Page excerpt:

Method for determining wireless signal strength in area, storage medium, and electronic device
Abstract
This application provides a method for determining a wireless signal strength in an area, a computer-readable storage medium, and an electronic device. The method includes: obtaining building diagram information, wherein the building diagram information comprises a position of a target signal source, a target area, size information of one or more obstacles in the target area, type information of the one or more obstacles, and image calibration information; converting the building diagram information into a polar coordinate system; determining an attenuation amount of a target pixel based on the size information, the type information, the image calibration information, and a propagation path in the polar coordinate system, wherein the propagation path penetrates at least part of the one or more obstacles; and determining a signal strength of the target pixel based on a signal strength of the target signal source and the attenuation amount of the target pixel.
Claims
exact text as granted — not AI-modifiedWhat is claimed is:
1 . A method for determining a wireless signal strength in an area, comprising:
obtaining first building diagram information in a rectangular coordinate system, wherein the first building diagram information comprises a position of a target signal source, a target area corresponding to the target signal source, size information of one or more obstacles in the target area, type information of the one or more obstacles, and image calibration information; converting the first building diagram information into a second building diagram information in a polar coordinate system, wherein the position of the target signal source is a pole of the polar coordinate system; determining an attenuation amount of a target pixel in the target area based on the size information, the type information, the image calibration information, and a propagation path in the polar coordinate system, through which a target signal transmitted by the target signal source is propagated to the target pixel, wherein the propagation path penetrates at least part of the one or more obstacles; and determining a signal strength of the target pixel based on a signal strength of the target signal source and the attenuation amount of the target pixel.

Entries:

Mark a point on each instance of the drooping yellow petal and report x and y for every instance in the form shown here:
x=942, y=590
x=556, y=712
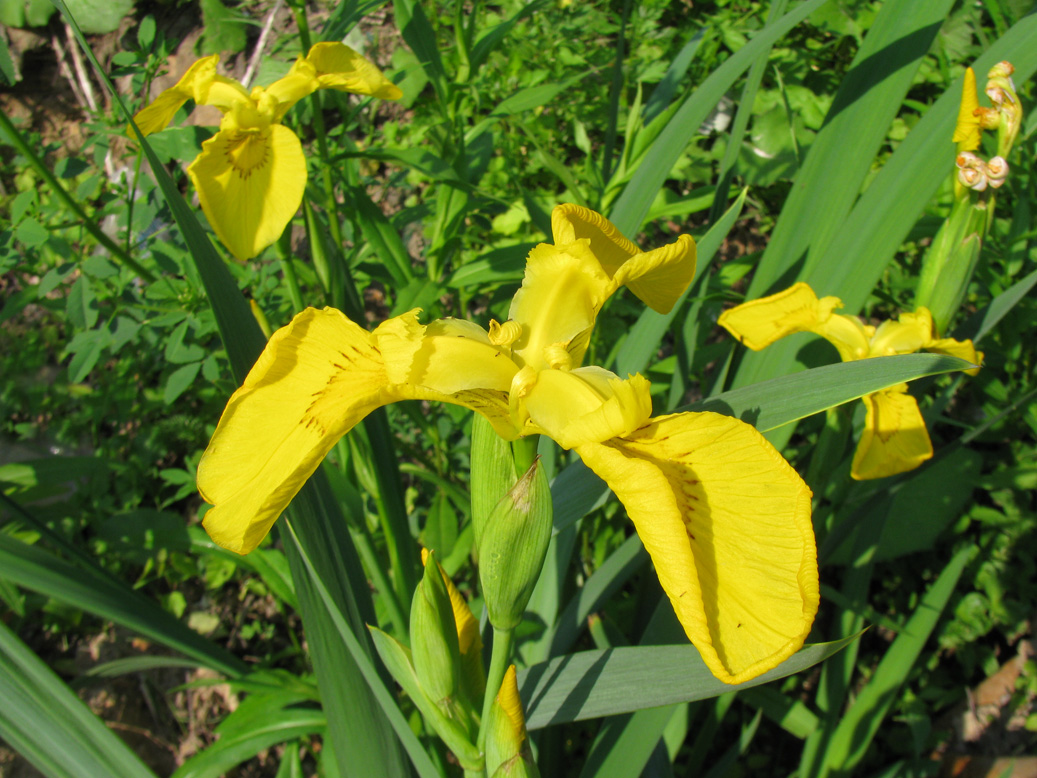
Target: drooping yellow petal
x=193, y=85
x=760, y=323
x=313, y=382
x=657, y=277
x=727, y=523
x=589, y=405
x=510, y=702
x=250, y=184
x=561, y=294
x=894, y=440
x=967, y=132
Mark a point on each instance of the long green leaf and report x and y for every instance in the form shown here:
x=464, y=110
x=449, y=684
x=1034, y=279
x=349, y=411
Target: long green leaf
x=48, y=724
x=880, y=221
x=859, y=725
x=841, y=155
x=604, y=683
x=629, y=210
x=40, y=571
x=773, y=404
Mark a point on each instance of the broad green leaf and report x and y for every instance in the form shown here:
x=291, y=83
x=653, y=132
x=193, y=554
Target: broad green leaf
x=45, y=721
x=920, y=507
x=773, y=404
x=605, y=683
x=366, y=668
x=628, y=211
x=249, y=730
x=81, y=305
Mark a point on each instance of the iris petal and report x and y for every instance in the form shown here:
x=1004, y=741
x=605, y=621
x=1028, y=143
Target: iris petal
x=313, y=382
x=894, y=440
x=727, y=523
x=250, y=184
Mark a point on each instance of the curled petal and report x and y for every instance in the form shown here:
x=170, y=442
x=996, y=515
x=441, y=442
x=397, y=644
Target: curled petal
x=760, y=323
x=657, y=277
x=313, y=382
x=727, y=523
x=894, y=440
x=907, y=335
x=338, y=66
x=250, y=184
x=589, y=405
x=967, y=132
x=193, y=85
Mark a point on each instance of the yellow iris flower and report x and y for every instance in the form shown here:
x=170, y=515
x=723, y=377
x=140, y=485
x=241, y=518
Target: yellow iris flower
x=967, y=130
x=251, y=174
x=895, y=439
x=725, y=519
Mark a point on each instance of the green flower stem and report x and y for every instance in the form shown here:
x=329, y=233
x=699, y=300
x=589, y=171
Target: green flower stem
x=499, y=660
x=88, y=223
x=524, y=450
x=290, y=278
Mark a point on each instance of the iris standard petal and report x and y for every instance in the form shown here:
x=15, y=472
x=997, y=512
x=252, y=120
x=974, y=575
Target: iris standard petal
x=193, y=85
x=760, y=323
x=338, y=66
x=967, y=131
x=570, y=223
x=894, y=440
x=657, y=277
x=561, y=294
x=448, y=361
x=907, y=335
x=727, y=523
x=589, y=405
x=313, y=382
x=250, y=184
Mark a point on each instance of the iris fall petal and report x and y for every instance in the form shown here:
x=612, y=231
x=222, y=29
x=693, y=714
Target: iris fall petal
x=727, y=523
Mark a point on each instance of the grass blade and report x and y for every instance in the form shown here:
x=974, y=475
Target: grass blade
x=49, y=725
x=629, y=210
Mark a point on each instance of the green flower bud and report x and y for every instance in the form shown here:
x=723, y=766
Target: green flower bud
x=507, y=752
x=433, y=637
x=514, y=544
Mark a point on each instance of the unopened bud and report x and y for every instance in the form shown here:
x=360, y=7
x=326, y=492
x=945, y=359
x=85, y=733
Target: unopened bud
x=997, y=171
x=507, y=752
x=513, y=546
x=433, y=638
x=972, y=171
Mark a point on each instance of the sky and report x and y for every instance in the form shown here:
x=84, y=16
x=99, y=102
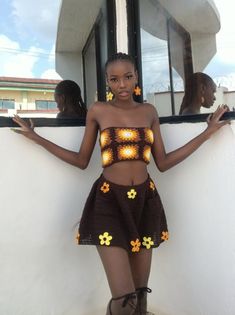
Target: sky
x=28, y=35
x=27, y=38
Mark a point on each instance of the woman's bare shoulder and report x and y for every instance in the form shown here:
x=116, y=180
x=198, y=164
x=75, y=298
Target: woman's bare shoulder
x=97, y=106
x=150, y=108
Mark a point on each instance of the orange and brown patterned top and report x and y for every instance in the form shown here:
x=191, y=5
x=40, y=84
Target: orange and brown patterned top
x=125, y=144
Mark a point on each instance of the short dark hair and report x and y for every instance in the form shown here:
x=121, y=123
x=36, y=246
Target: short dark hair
x=120, y=57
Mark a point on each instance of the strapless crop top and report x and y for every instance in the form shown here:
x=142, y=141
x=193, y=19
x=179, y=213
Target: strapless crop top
x=125, y=144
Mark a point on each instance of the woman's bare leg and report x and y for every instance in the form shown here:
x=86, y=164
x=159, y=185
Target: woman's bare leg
x=140, y=266
x=120, y=278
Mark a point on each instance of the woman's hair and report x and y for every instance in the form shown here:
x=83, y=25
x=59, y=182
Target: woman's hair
x=72, y=94
x=120, y=57
x=191, y=88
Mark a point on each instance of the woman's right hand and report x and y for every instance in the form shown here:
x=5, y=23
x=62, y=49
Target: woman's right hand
x=26, y=129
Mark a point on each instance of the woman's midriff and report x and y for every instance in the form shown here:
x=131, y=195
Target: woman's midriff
x=127, y=173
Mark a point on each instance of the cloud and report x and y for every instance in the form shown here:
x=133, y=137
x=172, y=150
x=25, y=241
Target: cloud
x=225, y=37
x=16, y=62
x=39, y=20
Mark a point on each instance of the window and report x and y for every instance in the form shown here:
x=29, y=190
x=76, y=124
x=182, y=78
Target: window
x=7, y=104
x=45, y=105
x=164, y=59
x=100, y=44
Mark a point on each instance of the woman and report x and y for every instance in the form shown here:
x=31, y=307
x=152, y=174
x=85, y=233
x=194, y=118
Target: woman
x=123, y=216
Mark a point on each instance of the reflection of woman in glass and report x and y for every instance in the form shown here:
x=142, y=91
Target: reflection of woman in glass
x=199, y=91
x=69, y=100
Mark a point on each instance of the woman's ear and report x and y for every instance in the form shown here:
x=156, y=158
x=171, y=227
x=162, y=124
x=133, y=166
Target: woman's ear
x=137, y=77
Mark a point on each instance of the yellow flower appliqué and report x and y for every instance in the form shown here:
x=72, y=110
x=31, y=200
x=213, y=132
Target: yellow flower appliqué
x=105, y=187
x=135, y=245
x=151, y=185
x=147, y=153
x=107, y=156
x=147, y=242
x=131, y=194
x=165, y=236
x=78, y=238
x=105, y=239
x=109, y=96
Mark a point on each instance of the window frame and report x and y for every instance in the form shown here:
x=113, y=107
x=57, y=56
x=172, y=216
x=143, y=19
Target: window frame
x=134, y=44
x=108, y=12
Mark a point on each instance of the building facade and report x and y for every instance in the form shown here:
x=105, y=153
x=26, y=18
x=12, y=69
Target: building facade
x=27, y=96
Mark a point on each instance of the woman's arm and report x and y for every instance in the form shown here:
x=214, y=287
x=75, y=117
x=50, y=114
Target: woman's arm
x=165, y=161
x=79, y=159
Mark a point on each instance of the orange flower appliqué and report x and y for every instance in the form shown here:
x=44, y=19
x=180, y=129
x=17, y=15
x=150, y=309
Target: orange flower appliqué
x=131, y=194
x=78, y=238
x=105, y=187
x=165, y=236
x=151, y=185
x=135, y=245
x=105, y=239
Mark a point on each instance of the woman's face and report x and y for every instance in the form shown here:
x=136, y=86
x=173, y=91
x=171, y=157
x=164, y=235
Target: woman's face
x=121, y=78
x=209, y=95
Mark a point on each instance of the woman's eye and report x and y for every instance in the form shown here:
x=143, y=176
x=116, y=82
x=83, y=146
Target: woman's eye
x=113, y=80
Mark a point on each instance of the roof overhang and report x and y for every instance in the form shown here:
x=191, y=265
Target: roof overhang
x=75, y=23
x=78, y=16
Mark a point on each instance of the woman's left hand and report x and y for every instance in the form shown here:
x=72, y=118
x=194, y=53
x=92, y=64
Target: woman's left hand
x=213, y=121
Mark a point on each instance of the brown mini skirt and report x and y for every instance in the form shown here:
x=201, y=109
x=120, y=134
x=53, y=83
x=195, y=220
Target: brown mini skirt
x=131, y=217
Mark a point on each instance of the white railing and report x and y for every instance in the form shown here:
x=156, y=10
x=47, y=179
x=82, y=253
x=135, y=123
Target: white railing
x=44, y=272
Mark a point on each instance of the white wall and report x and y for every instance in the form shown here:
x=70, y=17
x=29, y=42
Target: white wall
x=43, y=271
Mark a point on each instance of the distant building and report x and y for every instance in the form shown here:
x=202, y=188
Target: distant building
x=28, y=96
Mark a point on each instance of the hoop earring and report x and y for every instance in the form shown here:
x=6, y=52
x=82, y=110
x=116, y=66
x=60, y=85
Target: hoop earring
x=137, y=90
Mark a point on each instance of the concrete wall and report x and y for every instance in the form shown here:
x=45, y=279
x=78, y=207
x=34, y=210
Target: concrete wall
x=44, y=272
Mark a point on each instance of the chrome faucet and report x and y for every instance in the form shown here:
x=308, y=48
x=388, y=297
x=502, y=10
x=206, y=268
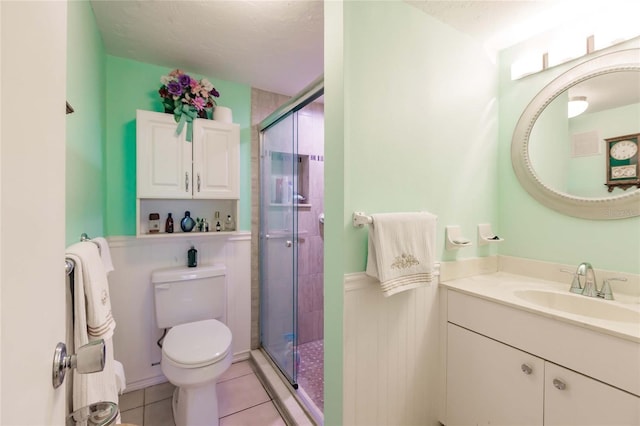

Requests:
(a) Answer these questions about the patent excerpt:
(i) According to the abstract, which three things does the application provide?
(ii) In claim 1, which coordinate system is the first building diagram information in?
(iii) In claim 1, what serves as the pole of the polar coordinate system?
(b) In the records, copy every line from the one containing "Mark a point on each instance of the hoop" through the end of the records, both included. Omit the pictures.

Task-by-task results:
(a)
(i) A method for determining a wireless signal strength in an area, a computer-readable storage medium, and an electronic device.
(ii) A rectangular coordinate system.
(iii) The position of the target signal source.

(b)
Mark a point on each instance of the hoop earring and report x and y for every instance in the form shown here:
x=6, y=52
x=82, y=110
x=116, y=66
x=60, y=85
Target: hoop earring
x=137, y=90
Mark a point on each instance of the concrete wall and report x and y for every instance in the form shown here:
x=45, y=279
x=78, y=207
x=34, y=210
Target: concrete wall
x=44, y=272
Mark a point on each instance of the chrome faucet and report x and y for every instance in the form shown here:
x=308, y=48
x=388, y=297
x=502, y=10
x=206, y=268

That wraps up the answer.